+++ READING PASSAGE

By Carolyn Mathas, contributing writer
5G wireless communications will require a variety of technologies that transform and meld without skipping a beat — or, in this case, a signal. These disparate technologies include antennas, printed-circuit-board (PCB) materials, and connectors, along with existing network components.
There are big changes with 5G networks that have a significant impact on connectors and cable systems — 5G is 100× faster than 4G, topping out at 10 Gbits/s (theoretical max), and they operate in both LTE frequency and millimeter-wave bands. But widespread adoption of 5G will require the ability to access it without substantial cost.
There are all sorts of challenges and barriers to 5G. As frequency increases, maintaining impedance is more difficult. The most minute anomalies, based on geometry, latency, size, or even material selection, severely impact 5G transmission. PCB effects, for example, such as surface roughness, thermal dissipation, and thermal expansion have greater impact on 5G than any past generations.
Connectors and signal integrity are at the heart of 5G. The precision necessary for connectors to transfer information as data transfer rates explode depends on several factors. Signal integrity must be maintained even though the current is high, the voltage cannot waiver, and PCB materials must evolve yet be common enough for low-cost usage.
5G networks will beam ultra-fast data to a larger user base. The short wavelengths of 5G will enable the use of small antennas, and massive multiple-input, multiple-output (MIMO) techniques will multiply wireless connection capacity. For this to take place, connector precision is critical in circuits that transmit information, especially as data transfer rates increase.
While there are several 5G connectors on the market, true 5G optimization is another story. It’s that optimization that will be key.
Lieven Decrock, TE Connectivity technologist and principal electrical engineer, believes that we’re not there yet: “Connectors for 5G are not just standard connectors that connect bits and pieces inside a box. 5G data volume generation will be that big, and connectors need to be able to transfer that vast amount of data. Connectors and connector systems, including cable assemblies for 5G antenna systems, need to combine thermal performance, signal integrity (high-speed) performance, and EMI performance, as well as have a low cost and automatic assembly.
“The thermal dissipation inside the 5G boxes — antenna systems, remote radio units (RRUs), baseband processing units, edge products — is getting to a critical level. Speeds are going up, FPGAs and ASICS are consuming more power, optical engines for optical transport generate more heat, and even more connectivity will be needed to support data transport that’s anticipated in a 5G world.”

++++++
+++ SUPPLIED DATA

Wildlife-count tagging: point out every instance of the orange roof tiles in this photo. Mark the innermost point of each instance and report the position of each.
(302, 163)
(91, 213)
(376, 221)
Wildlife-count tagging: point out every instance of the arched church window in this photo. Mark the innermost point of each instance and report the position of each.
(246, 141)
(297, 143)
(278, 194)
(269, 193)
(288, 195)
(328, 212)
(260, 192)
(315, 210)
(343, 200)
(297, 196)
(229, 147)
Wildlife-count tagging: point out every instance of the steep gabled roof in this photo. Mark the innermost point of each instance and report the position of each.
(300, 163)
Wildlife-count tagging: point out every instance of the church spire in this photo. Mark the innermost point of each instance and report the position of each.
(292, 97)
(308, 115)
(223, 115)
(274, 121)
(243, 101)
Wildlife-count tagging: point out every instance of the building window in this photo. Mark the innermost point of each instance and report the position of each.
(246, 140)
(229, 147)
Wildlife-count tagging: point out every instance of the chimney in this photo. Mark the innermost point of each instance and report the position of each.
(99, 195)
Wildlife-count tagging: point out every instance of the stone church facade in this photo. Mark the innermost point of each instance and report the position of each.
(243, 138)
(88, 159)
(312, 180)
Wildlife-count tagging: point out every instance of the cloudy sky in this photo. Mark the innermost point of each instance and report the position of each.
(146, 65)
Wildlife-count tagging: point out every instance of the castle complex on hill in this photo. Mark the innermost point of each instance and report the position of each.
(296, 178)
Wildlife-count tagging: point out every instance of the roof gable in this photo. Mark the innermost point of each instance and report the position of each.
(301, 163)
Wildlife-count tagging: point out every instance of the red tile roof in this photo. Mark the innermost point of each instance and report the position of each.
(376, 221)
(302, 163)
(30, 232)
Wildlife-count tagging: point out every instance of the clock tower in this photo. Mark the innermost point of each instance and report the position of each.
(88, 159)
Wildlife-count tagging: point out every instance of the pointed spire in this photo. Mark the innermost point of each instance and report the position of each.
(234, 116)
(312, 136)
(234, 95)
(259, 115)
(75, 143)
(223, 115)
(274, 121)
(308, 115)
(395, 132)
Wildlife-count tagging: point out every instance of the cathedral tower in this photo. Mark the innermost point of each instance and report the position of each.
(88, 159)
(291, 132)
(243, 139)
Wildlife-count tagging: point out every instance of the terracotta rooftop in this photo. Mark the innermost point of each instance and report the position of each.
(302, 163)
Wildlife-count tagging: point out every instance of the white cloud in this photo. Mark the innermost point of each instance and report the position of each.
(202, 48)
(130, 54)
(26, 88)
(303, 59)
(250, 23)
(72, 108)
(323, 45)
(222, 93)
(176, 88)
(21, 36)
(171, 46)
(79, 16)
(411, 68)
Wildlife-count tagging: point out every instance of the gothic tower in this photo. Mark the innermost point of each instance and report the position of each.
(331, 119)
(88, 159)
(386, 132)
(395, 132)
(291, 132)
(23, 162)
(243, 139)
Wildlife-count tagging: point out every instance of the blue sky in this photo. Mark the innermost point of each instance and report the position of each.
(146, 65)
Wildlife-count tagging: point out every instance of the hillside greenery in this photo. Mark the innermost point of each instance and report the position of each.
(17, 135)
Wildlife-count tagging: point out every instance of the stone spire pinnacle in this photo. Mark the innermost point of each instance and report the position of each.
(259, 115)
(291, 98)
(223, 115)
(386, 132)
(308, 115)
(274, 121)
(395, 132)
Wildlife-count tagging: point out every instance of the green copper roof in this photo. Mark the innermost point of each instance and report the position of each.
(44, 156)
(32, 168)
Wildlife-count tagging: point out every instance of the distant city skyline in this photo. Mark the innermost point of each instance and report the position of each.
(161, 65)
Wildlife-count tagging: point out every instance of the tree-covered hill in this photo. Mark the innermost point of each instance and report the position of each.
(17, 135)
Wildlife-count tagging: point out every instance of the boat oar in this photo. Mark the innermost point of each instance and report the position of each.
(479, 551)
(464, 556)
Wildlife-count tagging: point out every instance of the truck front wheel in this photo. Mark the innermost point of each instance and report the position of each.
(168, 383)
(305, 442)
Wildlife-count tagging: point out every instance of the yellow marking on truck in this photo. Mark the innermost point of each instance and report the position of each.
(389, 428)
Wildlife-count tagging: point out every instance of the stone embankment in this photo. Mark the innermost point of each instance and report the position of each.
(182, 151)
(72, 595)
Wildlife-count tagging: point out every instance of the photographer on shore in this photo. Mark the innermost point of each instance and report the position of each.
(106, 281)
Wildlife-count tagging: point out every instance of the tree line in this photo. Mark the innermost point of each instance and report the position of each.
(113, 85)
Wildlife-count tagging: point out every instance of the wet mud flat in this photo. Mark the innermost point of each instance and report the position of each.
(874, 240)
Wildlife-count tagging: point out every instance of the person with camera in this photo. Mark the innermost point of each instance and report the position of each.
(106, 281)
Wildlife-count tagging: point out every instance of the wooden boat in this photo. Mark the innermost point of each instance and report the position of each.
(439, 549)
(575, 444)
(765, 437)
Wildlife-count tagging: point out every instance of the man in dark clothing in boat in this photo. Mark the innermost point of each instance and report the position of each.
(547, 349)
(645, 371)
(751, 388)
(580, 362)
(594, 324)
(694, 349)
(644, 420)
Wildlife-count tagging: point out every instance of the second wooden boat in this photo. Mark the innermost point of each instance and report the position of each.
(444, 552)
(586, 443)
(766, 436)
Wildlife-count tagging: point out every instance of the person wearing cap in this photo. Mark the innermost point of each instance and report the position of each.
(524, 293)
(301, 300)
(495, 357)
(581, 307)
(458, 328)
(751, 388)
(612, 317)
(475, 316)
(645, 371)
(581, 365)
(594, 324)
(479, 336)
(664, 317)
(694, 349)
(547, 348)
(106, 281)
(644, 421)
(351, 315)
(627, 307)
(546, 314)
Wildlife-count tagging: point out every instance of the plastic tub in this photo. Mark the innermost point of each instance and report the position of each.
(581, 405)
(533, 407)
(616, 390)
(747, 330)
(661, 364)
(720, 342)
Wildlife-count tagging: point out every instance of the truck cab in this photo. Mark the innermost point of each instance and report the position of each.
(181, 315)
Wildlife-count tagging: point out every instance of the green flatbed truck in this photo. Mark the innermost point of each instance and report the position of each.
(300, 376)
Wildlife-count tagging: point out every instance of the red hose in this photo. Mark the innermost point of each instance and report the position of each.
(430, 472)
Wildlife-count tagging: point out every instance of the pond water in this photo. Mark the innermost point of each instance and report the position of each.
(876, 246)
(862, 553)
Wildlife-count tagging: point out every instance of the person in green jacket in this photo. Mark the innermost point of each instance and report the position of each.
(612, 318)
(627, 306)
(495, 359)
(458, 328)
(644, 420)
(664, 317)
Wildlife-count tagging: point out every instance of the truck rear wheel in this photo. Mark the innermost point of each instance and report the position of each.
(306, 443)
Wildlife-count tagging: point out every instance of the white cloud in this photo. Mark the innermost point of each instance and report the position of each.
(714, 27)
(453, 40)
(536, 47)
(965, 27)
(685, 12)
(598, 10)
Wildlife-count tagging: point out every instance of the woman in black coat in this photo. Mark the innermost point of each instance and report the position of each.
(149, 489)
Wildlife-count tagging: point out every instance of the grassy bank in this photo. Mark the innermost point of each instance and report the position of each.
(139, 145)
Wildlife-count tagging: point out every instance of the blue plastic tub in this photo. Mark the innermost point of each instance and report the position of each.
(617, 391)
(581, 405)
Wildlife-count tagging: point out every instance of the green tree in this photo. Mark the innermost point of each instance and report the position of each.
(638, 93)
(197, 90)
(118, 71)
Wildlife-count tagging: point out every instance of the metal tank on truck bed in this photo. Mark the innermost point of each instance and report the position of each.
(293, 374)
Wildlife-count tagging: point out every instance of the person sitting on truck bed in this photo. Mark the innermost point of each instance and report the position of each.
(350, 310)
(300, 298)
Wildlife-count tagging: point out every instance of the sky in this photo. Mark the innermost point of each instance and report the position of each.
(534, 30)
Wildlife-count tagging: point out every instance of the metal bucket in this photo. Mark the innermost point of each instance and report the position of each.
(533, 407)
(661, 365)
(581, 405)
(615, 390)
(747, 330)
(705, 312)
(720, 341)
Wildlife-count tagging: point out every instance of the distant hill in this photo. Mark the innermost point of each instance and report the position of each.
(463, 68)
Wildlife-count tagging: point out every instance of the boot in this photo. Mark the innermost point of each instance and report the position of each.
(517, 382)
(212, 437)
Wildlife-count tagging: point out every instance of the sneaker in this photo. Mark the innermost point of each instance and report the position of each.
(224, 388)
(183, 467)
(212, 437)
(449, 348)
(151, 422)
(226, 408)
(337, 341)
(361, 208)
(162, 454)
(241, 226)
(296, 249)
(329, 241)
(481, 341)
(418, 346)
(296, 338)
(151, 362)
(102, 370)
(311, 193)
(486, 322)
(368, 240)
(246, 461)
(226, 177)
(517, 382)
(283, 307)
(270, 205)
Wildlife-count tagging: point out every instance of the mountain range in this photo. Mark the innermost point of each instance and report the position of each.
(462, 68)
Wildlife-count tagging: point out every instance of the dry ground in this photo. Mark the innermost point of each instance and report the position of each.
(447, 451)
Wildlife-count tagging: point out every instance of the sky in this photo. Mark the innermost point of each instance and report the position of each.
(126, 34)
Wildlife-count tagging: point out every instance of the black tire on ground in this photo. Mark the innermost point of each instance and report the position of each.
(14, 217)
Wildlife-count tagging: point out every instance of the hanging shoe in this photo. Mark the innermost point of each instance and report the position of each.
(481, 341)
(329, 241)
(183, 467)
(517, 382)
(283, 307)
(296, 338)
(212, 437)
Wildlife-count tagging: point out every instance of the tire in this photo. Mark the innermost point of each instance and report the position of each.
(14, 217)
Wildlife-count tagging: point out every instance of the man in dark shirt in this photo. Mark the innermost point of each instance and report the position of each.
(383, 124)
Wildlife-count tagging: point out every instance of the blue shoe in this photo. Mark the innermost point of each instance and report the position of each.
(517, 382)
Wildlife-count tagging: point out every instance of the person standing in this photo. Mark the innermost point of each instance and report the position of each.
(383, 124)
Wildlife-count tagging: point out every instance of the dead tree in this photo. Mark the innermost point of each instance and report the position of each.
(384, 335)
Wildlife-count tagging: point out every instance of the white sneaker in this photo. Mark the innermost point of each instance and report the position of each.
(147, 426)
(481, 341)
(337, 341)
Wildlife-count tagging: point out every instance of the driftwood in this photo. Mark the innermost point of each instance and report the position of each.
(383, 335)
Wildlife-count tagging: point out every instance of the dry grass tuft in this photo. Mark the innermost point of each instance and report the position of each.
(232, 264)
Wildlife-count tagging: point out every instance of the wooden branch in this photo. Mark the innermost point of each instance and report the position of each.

++++++

* TASKS TO CARRY OUT:
A: In the article on 5G connectors, what is the theoretical top speed of 5G?
B: Continue the article on 5G connectors from the point where it stops.

* RESULTS OF THE TASKS:
A: 10 Gbits/s.

B:
Connectors and technologies
5G connector technology is already launching, and there are some existing products that can be used for 5G applications. Several companies have products to market, including TE Connectivity and Molex . Here’s a look at a few of their product offerings and technologies that are supporting 5G while it continues to evolve:
TE Connectivity’s ERFV coax connectors solve tolerance variations that exist in the front end of an antenna system. These connectors are placed between the antenna board and the filter and between the filter and the radio board. All antennas (e.g., 64 pieces) are mounted on a carrier (PCB) and have their own feeding point, which are typically coax-style connectors. Considering that these 64 coax connectors must be aligned and mated at one time, it’s a huge task. The ERFV connector is also pick-and-place–ready, requiring no manual interaction for mounting, which is an important consideration for automatic assembly lines.
TE’s ERVF RF coax connectors provide high reliability and extreme tolerances and overcome insertion and return loss. (Image: TE Connectivity)
TE Connectivity also offers the Sliver Series connectors , which are adopted as the standard connector for the SFF-TA-1002 specification, supporting high-end data-intensive applications. They provide optimal signal integrity and space savings. Featuring a highly robust metal housing on the connector cage, the design helps withstand cable pull, and an active latch provides additional connection security. By eliminating the need for re-timers and costly low-loss PCB materials, the connectors simplify design and lower overall costs yet reach speeds up to 56 Gbits/s with the use of TE high-speed cables.
Molex also offers several connector solutions that currently support 5G requirements. “Currently, there are several connectors that can support the signal integrity requirements for 5G, but it’s each customer’s unique needs, mechanical fit, and thermal requirements that are driving the customization of 5G connector solutions,” said Dan Wandolowski, Molex group product manager.
Molex offers the 2.2-5 form-factor RF connector system and cable assemblies for high-frequency and low passive intermodulation (PIM). (Image: Molex)
The Molex 2.2-5 RF connectors , innovated by adapting and miniaturizing the 4.3-10 form factor, are 53% smaller, with frequencies to 6 GHz. Targeting the needs of wireless and 5G network infrastructures, the connectors provide performance and withstand extreme elements.
Molex offers custom assemblies, integrating the connectors in a range of mating options for design flexibility, ease of installation, and optimal performance. The 2.2-5 system, with an air dielectric interface, provides superior bandwidth and low insertion loss in 5G networks and in any application with critical signal capacities and space.
“When reviewing 5G with our customers, the zSFP+ , SFP-DD , and zQSFP+ are the Molex I/O connector families that address 5G needs, which we customize to achieve specific requirements,” said Wandolowski.
- The zSFP+ interconnect system for 56-Gbits/s serial channels delivers high signal integrity and superior EMI protection.
- The SFP-DD (Double-Density) module and cage/connector system delivers a two-lane electrical interface, complementing QSFP-DD top-of-the-rack interfaces, and addresses issues caused by underpopulated lanes in file server interconnects. Thermal management for current SFP form factors is limited to connectors that generate 1.5 W. SFP-DD cages use a longer structure, providing more area to dissipate heat and offering 3.5-W thermal management for high-signal-integrity performance.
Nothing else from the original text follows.